▶ WHAT YOU WILL DO
Copy every line of the rows below, requests included, and multiply each x and y coordinate in the answer points by 1.05, rounding to whole numbers with halves rounded up. Leave the numbers in the requests and their format samples unchanged.

▶ DATA ENTRIES
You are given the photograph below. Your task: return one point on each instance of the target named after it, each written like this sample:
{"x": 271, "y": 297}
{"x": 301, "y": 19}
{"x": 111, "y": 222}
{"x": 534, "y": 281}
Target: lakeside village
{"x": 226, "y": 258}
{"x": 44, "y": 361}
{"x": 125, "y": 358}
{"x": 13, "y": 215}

▶ SOLUTION FOR THIS TASK
You are given the photograph below. Your task: return one point on each instance of the target named after it, each written like this sample:
{"x": 271, "y": 297}
{"x": 301, "y": 19}
{"x": 111, "y": 222}
{"x": 534, "y": 281}
Target: lakeside village
{"x": 237, "y": 271}
{"x": 46, "y": 379}
{"x": 131, "y": 376}
{"x": 14, "y": 226}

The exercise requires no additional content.